The 1915 Nobel Prize in Literature was awarded to the French author Romain Rolland (1866–1944) "as a tribute to the lofty idealism of his literary production and to the sympathy and love of truth with which he has described different types of human beings." The prize was awarded the following year on November 9, 1916 and he is the third Frenchman who became a Nobel recipient for the literature category.

Laureate

Rolland was a mystic and pacifist who studied spirituality, yoga, and Indian philosophy. He established the International Biogentic Society in 1929 to advance harmony, sustainability, and peace. Through communication, he spread the idea of the "oceanic feeling," which refers to the sensation of being at one with the universe, to people like Sigmund Freud and others. Regardless of genre, Rolland's literature centers on humanity's pursuit of pleasure, purpose, and the truth. Jean Christophe Krafft and Anette Rivière, the main protagonists in the novel series Jean-Christophe (1904–1912) and L'Ame enchantée ("The Enchanted Soul", 1922–1933) are in a struggle for both their physical and spiritual existence. In order to define the style of the collection of works, Rolland coined the term "roman-fleuve," which translates to "river-novel." He argued for the democratization of theater in his essay "The People's Theatre."

### GIVEN RECORDS
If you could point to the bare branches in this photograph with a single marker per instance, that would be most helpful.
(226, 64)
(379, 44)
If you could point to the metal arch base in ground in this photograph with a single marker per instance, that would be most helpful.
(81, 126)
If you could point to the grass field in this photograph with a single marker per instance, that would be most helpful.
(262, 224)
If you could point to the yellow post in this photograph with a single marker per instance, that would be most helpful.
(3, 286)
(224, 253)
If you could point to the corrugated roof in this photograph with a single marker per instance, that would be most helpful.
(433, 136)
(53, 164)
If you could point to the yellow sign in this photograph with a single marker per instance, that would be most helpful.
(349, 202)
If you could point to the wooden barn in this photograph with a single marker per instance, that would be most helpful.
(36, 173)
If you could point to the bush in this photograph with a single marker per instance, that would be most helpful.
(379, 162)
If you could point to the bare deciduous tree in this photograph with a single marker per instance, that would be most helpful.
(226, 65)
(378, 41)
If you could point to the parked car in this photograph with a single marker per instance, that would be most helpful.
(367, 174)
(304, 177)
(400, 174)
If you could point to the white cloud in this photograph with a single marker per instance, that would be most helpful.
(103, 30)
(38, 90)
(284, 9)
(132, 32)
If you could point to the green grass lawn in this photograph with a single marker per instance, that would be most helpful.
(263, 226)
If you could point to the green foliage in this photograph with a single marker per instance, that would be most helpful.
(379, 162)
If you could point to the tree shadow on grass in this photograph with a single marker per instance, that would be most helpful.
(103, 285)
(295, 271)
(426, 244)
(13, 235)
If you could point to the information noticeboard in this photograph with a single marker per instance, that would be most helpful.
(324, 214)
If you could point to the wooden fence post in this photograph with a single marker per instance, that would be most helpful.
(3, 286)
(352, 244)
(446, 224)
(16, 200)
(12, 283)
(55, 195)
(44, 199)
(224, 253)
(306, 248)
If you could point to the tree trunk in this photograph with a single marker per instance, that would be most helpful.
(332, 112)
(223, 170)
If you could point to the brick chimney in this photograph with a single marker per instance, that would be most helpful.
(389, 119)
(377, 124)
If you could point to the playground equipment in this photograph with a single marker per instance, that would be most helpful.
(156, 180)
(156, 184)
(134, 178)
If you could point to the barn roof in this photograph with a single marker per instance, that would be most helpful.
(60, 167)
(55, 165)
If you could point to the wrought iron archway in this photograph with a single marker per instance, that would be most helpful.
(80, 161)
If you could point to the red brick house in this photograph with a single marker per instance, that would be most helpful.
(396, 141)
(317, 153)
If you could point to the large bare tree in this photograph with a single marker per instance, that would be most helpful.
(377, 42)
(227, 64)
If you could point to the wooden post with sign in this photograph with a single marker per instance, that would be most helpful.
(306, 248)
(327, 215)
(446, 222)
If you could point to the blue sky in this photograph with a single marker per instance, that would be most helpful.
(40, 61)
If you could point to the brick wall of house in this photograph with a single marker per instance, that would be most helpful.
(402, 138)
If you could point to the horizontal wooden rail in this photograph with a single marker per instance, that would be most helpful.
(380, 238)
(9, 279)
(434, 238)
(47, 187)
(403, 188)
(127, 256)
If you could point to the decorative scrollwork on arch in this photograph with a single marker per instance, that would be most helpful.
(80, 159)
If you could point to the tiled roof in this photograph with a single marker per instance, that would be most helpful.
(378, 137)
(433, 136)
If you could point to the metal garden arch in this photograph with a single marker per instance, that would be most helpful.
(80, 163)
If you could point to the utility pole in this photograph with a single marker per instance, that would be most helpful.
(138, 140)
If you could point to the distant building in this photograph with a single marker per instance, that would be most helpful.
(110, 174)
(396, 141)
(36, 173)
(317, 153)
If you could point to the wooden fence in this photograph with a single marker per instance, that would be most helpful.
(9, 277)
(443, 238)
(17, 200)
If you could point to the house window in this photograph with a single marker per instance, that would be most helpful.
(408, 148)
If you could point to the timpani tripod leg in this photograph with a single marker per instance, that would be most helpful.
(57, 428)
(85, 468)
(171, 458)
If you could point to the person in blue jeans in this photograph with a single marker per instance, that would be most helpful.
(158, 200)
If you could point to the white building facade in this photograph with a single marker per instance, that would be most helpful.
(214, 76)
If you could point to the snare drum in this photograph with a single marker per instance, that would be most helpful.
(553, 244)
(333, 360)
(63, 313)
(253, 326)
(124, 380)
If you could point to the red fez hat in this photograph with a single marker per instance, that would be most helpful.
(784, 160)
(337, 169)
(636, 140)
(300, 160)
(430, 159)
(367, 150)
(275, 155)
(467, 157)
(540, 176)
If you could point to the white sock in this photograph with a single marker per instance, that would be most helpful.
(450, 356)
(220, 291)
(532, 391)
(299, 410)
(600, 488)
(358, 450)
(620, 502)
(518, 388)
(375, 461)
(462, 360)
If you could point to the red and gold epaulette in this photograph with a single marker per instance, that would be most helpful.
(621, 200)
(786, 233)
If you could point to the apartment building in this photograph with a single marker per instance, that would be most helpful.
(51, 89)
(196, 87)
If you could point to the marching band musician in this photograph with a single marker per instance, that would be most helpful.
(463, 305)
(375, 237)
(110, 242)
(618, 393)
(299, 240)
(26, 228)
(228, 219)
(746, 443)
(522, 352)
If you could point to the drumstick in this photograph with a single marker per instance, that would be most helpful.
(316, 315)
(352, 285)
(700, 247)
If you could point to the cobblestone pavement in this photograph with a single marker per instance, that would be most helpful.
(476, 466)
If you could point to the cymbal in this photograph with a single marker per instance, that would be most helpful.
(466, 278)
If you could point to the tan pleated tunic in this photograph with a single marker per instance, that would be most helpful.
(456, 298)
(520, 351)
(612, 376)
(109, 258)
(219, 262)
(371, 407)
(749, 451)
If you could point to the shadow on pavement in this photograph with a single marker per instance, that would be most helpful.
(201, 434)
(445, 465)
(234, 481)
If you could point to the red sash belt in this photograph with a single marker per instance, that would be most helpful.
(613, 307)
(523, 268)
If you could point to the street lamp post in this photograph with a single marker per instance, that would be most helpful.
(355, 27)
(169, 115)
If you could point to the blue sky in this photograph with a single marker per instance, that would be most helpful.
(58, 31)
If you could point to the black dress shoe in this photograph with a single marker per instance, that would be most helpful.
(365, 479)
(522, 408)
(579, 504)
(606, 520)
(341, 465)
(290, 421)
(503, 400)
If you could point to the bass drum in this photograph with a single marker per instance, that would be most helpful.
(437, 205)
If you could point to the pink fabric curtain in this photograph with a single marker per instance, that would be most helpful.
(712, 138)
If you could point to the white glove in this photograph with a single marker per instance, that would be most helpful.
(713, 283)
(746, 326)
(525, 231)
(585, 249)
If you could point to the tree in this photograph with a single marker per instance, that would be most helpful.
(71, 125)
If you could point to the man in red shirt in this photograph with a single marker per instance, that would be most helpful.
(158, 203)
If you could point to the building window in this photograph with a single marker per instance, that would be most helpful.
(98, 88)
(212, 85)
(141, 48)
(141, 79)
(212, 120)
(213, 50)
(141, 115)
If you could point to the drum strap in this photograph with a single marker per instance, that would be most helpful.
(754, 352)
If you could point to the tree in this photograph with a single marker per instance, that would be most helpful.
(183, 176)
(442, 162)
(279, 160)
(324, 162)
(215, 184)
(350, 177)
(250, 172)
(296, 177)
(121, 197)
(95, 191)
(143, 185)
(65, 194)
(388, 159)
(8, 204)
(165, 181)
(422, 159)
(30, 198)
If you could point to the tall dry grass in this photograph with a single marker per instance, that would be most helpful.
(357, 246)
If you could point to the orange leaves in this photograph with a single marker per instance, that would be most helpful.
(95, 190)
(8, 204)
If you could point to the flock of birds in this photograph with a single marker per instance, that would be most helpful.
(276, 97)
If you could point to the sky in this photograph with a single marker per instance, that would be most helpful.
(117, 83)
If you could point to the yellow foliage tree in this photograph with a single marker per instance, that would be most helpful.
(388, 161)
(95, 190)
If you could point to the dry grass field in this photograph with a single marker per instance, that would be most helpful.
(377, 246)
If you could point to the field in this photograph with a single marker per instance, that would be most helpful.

### REQUIREMENTS
Can you reproduce, word for word, the passage on the 1915 Nobel Prize in Literature from "The 1915 Nobel" up to and including "the literature category."?

### OUTPUT OF THE TASK
The 1915 Nobel Prize in Literature was awarded to the French author Romain Rolland (1866–1944) "as a tribute to the lofty idealism of his literary production and to the sympathy and love of truth with which he has described different types of human beings." The prize was awarded the following year on November 9, 1916 and he is the third Frenchman who became a Nobel recipient for the literature category.